-- DATA EXCERPTS follows --
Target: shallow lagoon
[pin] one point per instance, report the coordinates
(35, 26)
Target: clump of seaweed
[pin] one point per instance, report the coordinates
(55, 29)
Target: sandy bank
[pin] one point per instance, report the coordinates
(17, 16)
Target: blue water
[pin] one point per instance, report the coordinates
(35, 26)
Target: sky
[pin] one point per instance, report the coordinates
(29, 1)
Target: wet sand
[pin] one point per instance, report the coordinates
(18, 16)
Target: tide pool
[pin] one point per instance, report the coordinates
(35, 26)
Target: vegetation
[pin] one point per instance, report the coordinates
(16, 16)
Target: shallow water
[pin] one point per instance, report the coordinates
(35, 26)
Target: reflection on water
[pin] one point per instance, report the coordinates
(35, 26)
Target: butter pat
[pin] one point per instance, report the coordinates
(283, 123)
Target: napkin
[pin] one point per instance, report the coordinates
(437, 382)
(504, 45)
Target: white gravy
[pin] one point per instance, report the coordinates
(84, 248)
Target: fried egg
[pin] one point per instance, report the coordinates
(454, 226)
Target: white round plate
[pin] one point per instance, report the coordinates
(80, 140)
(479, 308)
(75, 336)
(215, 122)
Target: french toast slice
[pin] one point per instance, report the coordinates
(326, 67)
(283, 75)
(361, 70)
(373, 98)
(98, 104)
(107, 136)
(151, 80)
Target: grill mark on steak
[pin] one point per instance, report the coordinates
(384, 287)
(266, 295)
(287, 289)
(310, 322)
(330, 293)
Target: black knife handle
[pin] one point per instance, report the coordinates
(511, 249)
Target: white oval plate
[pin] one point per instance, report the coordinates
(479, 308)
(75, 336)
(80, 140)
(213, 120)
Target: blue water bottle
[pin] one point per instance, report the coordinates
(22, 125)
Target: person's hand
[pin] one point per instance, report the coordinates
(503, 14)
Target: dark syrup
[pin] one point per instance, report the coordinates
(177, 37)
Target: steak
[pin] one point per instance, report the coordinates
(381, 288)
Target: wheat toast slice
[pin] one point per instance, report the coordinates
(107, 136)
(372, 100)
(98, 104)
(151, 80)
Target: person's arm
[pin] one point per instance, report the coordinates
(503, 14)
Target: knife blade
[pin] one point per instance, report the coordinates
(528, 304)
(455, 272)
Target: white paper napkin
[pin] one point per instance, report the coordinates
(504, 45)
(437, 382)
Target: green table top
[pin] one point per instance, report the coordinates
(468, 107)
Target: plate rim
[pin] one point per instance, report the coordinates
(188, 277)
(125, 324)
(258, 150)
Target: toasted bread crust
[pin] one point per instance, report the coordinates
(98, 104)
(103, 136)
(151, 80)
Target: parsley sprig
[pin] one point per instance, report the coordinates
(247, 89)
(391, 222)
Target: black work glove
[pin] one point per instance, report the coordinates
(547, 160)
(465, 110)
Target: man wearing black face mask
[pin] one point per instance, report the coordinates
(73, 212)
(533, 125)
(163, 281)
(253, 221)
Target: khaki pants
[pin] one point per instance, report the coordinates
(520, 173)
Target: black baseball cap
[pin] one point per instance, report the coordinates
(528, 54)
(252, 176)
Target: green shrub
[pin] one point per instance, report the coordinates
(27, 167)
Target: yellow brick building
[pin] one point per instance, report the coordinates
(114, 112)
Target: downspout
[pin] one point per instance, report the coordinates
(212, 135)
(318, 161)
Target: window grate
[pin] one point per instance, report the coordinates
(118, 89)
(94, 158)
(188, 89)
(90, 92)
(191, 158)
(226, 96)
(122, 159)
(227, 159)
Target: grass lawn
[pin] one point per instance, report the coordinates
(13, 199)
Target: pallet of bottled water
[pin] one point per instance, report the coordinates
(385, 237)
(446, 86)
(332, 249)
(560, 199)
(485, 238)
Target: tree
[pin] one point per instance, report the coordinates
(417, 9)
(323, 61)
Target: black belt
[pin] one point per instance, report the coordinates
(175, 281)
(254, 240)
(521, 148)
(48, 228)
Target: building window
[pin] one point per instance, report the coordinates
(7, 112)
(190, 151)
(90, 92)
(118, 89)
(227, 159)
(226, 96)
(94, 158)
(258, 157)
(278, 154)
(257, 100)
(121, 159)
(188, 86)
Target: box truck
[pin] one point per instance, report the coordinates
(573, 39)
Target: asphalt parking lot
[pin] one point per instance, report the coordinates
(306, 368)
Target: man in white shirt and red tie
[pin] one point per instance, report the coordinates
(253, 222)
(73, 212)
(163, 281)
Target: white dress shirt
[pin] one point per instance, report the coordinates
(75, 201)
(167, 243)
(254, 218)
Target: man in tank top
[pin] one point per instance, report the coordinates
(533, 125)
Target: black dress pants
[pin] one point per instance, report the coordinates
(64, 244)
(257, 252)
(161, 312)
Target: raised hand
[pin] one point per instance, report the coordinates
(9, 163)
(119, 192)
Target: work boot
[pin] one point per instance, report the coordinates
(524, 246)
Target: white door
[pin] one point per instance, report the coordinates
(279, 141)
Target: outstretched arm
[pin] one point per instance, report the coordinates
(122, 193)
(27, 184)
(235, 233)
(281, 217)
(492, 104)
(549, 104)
-- DATA EXCERPTS concluded --
## WHAT YOU SHOULD DO
The reply should hold only the lines of the listing above starting at the line containing "Target: french toast slice" and ending at the line containing "Target: green shrub", exactly as written.

## EXERCISE OUTPUT
Target: french toast slice
[pin] one point per instance, report the coordinates
(326, 67)
(283, 75)
(361, 70)
(373, 98)
(98, 104)
(107, 136)
(151, 80)
Target: grill mark on steak
[pin] one point per instance, report the coordinates
(384, 287)
(266, 295)
(287, 289)
(310, 322)
(330, 293)
Target: black knife handle
[pin] one point per instance, report the coordinates
(511, 249)
Target: white oval plate
[pin] one point per instance, report the coordinates
(479, 308)
(75, 336)
(80, 140)
(213, 120)
Target: blue water bottle
[pin] one point per instance, report the coordinates
(22, 125)
Target: person's hand
[pin] one point per instance, report the coordinates
(503, 14)
Target: dark syrup
[pin] one point per instance, report the coordinates
(177, 37)
Target: steak
[pin] one point per instance, report the coordinates
(381, 288)
Target: wheat toast slice
[pin] one point per instance, report the coordinates
(107, 136)
(372, 100)
(98, 104)
(151, 80)
Target: person's arm
[pin] one point per instance, report the coordinates
(503, 14)
Target: knife blade
[pin] one point per instance, report the coordinates
(528, 304)
(455, 272)
Target: white paper napkin
[pin] one point per instance, report the coordinates
(504, 45)
(437, 382)
Target: green table top
[pin] one point per instance, report the coordinates
(468, 107)
Target: plate rim
[pin] one point per instance, report the coordinates
(188, 277)
(125, 324)
(258, 150)
Target: toasted bread crust
[pin] one point per instance, report the coordinates
(98, 104)
(103, 136)
(151, 80)
Target: parsley sprig
[pin] one point per instance, report the coordinates
(247, 89)
(391, 222)
Target: black work glove
[pin] one point per instance, report the coordinates
(547, 160)
(465, 110)
Target: man wearing black face mask
[pin] one point per instance, report the coordinates
(73, 212)
(533, 125)
(163, 281)
(253, 221)
Target: khaki pants
[pin] one point per instance, report the coordinates
(520, 173)
Target: black baseball cap
[pin] one point per instance, report the coordinates
(528, 54)
(252, 176)
Target: green shrub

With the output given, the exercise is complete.